**SHORT PROBLEM**:
Rescale the items from their start through the line that contains "389 309 L 395", repeating every line, requests included, with each coordinate in the answers multiplied by 0.95 and rounded to a whole number, halves rounded up. Leave the numbers in the requests and their format samples as they are, and leave the pictures out.

**INPUT MATERIAL**:
^^^^^^^^^^^^^^^^

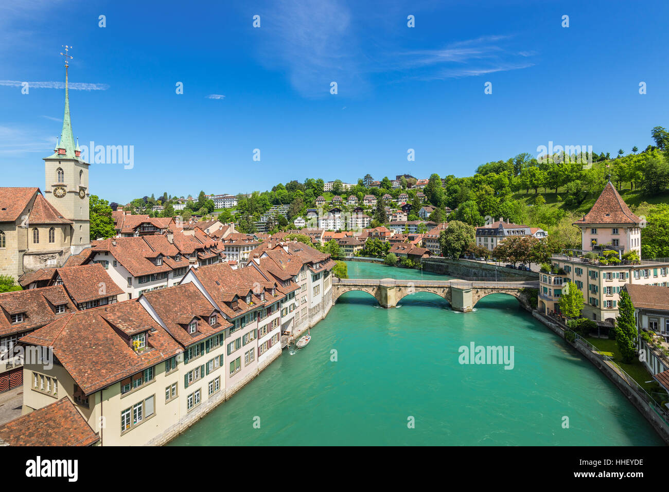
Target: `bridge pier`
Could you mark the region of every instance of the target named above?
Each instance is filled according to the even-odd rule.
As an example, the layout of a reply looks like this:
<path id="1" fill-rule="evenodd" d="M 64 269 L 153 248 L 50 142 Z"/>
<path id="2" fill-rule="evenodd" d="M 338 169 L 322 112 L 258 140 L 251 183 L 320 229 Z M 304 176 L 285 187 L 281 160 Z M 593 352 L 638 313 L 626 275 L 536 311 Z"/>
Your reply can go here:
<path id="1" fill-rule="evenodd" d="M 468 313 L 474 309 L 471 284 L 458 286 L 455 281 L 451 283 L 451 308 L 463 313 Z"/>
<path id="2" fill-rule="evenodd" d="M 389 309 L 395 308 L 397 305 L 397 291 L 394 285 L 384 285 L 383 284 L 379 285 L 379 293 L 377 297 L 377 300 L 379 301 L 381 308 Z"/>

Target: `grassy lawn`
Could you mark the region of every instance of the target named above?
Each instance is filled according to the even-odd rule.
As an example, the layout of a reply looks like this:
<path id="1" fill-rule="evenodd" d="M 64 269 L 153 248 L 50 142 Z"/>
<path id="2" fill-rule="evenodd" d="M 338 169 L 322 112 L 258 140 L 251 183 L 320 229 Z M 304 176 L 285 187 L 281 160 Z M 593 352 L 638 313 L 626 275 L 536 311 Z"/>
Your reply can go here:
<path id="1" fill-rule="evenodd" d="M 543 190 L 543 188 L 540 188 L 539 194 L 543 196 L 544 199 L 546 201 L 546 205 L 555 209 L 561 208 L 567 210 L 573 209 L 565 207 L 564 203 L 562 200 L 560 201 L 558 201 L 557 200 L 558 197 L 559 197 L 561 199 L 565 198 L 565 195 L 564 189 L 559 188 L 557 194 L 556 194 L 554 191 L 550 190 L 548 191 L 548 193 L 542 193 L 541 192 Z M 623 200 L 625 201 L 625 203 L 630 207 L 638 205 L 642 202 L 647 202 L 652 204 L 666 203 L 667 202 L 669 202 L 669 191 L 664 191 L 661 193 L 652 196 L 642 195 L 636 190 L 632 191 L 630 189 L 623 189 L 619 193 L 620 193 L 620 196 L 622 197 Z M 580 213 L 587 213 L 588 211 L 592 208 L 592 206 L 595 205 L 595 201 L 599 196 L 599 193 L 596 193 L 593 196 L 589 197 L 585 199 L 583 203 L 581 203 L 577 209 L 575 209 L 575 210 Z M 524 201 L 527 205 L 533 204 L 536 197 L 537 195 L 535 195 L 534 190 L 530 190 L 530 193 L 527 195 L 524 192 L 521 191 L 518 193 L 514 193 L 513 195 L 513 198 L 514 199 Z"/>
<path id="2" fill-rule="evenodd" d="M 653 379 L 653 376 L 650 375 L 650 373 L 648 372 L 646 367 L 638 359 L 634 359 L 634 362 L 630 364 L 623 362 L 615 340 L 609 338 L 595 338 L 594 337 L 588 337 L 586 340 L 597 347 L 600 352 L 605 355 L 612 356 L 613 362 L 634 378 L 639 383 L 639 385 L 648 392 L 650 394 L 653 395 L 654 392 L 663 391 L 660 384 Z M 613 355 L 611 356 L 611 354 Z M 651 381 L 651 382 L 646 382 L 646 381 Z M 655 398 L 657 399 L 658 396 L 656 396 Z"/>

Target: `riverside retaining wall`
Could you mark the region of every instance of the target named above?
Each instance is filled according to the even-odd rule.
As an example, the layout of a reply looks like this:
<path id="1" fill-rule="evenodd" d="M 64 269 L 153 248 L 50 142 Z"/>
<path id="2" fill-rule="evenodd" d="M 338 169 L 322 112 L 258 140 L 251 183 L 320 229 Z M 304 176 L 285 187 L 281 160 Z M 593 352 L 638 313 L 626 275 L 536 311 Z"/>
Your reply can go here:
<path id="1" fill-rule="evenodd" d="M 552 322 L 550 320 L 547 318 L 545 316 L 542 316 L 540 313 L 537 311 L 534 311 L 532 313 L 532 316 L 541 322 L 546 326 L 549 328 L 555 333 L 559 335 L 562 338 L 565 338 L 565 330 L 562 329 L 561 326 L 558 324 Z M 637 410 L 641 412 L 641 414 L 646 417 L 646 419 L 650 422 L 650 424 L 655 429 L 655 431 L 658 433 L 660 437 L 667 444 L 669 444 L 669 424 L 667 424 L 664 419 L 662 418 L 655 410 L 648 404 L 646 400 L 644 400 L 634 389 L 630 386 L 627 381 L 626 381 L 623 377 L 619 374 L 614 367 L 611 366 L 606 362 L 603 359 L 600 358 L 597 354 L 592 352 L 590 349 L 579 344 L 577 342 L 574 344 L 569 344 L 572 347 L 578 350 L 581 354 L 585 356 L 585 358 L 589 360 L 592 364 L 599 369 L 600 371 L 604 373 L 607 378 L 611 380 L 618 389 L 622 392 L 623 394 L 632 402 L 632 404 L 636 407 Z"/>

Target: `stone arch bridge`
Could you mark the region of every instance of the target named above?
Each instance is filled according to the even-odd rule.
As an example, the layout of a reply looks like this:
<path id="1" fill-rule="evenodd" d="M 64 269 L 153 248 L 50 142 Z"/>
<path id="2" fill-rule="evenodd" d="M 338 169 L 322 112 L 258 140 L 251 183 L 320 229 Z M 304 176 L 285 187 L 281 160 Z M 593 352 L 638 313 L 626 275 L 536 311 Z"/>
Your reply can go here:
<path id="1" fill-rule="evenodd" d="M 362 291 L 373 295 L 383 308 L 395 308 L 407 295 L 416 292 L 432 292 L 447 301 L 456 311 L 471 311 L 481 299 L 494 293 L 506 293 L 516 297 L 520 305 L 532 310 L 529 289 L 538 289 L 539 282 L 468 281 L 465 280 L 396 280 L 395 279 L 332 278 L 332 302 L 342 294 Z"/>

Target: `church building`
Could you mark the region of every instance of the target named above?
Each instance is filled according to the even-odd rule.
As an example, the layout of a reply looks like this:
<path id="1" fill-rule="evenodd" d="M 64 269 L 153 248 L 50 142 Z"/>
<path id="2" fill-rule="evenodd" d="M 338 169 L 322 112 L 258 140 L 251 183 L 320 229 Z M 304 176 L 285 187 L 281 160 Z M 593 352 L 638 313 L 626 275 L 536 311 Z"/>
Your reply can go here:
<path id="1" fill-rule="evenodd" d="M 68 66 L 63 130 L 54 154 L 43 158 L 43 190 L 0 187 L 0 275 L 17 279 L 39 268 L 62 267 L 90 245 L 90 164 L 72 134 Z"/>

^^^^^^^^^^^^^^^^

**WRITTEN SOLUTION**:
Target: `bridge pier`
Could you mark the region of every instance of the target named above?
Each instance is filled according to the even-odd rule.
As an example, the layout of a reply looks like this:
<path id="1" fill-rule="evenodd" d="M 64 269 L 153 248 L 50 142 Z"/>
<path id="2" fill-rule="evenodd" d="M 338 169 L 322 112 L 258 140 L 251 183 L 320 229 Z M 304 176 L 285 187 L 281 160 Z M 593 352 L 638 313 L 626 275 L 536 311 Z"/>
Your reply can go here:
<path id="1" fill-rule="evenodd" d="M 445 297 L 450 294 L 447 270 L 435 272 L 432 267 L 428 269 L 428 293 L 440 297 Z"/>
<path id="2" fill-rule="evenodd" d="M 370 294 L 375 293 L 377 290 L 377 276 L 374 271 L 365 271 L 364 270 L 360 271 L 360 278 L 358 282 L 358 285 L 360 286 L 362 293 Z"/>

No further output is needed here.